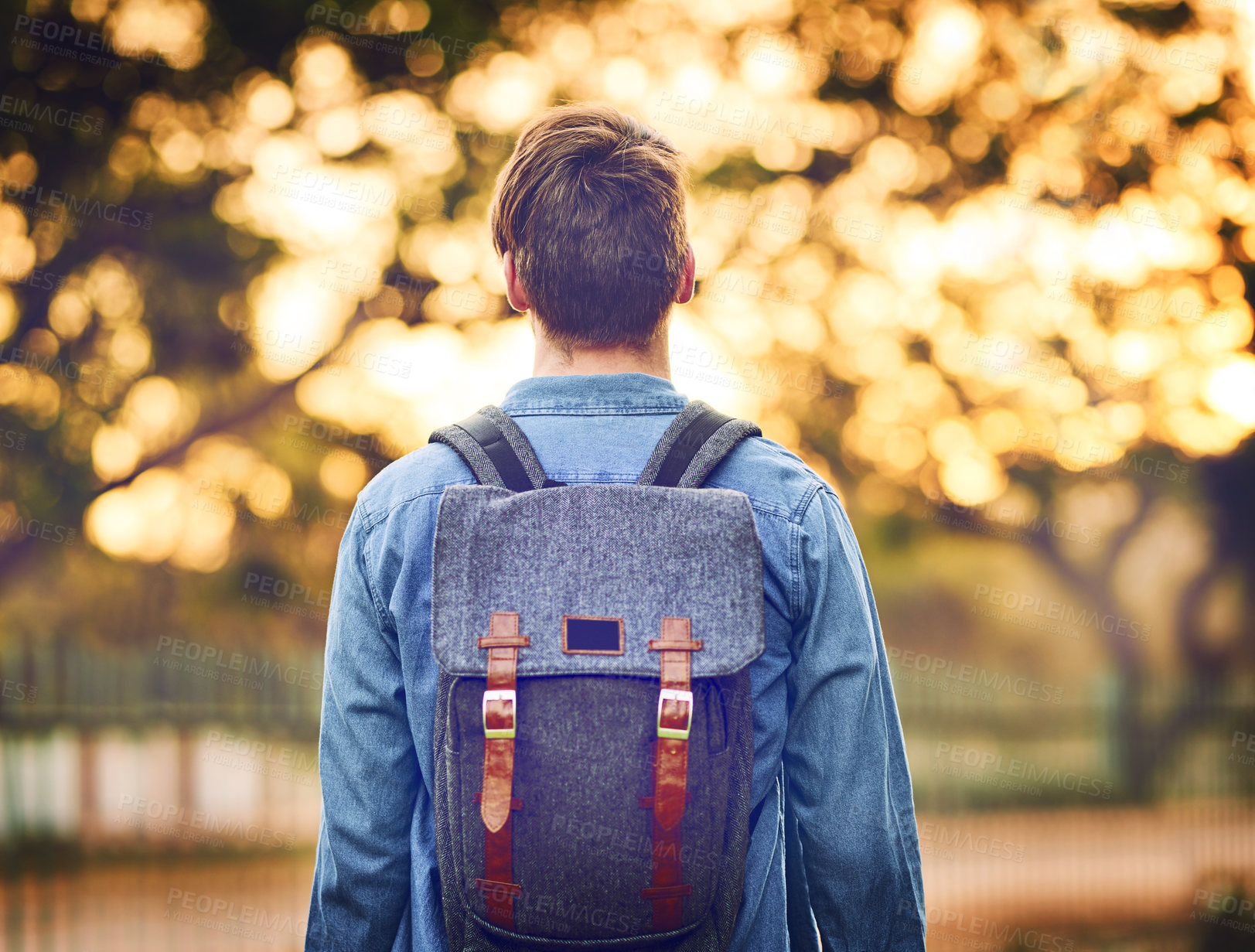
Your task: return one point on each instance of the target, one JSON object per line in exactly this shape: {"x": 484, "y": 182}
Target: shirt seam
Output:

==

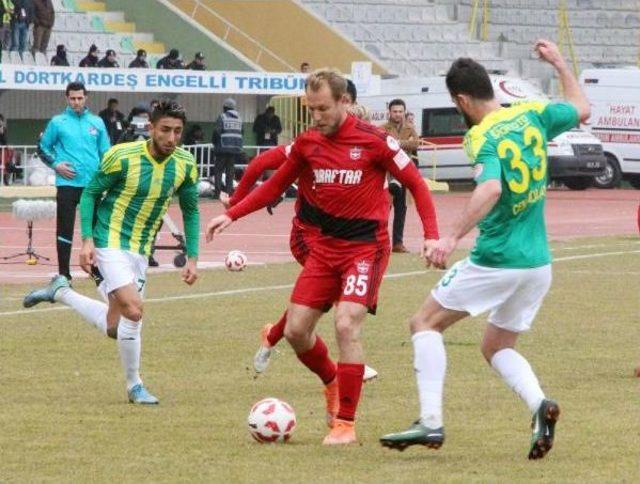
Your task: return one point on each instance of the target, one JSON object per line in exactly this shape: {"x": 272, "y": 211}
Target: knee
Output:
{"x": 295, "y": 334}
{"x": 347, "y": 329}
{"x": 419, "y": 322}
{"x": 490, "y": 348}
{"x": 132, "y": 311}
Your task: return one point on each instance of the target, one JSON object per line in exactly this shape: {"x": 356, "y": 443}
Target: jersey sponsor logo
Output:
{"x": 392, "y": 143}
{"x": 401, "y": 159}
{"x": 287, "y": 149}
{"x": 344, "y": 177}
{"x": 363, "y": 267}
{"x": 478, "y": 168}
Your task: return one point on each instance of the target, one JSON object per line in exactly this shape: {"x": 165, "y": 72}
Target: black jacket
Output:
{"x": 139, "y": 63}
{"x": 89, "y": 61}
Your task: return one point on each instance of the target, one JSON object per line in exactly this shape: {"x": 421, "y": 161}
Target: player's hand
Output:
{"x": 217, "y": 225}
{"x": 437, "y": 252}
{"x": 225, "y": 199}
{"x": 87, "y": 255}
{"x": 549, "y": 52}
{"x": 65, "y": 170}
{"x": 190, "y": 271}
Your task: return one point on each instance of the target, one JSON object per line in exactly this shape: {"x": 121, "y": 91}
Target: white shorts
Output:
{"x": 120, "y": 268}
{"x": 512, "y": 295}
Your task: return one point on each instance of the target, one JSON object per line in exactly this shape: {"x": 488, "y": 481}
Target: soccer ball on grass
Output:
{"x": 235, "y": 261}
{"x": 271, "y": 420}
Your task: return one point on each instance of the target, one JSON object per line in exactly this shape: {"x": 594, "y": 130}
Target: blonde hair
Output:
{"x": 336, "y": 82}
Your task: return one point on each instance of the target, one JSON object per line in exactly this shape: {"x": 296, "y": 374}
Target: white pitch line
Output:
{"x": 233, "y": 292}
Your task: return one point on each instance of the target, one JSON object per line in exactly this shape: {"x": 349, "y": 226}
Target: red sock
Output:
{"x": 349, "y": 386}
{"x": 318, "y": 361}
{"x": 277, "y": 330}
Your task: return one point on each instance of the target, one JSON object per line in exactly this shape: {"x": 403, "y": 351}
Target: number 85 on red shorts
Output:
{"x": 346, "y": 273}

To do ▸
Show each line of the records that contains the string "shorts", matching case exactly.

Written answer ▸
Target: white shorts
Target: number 85 on red shorts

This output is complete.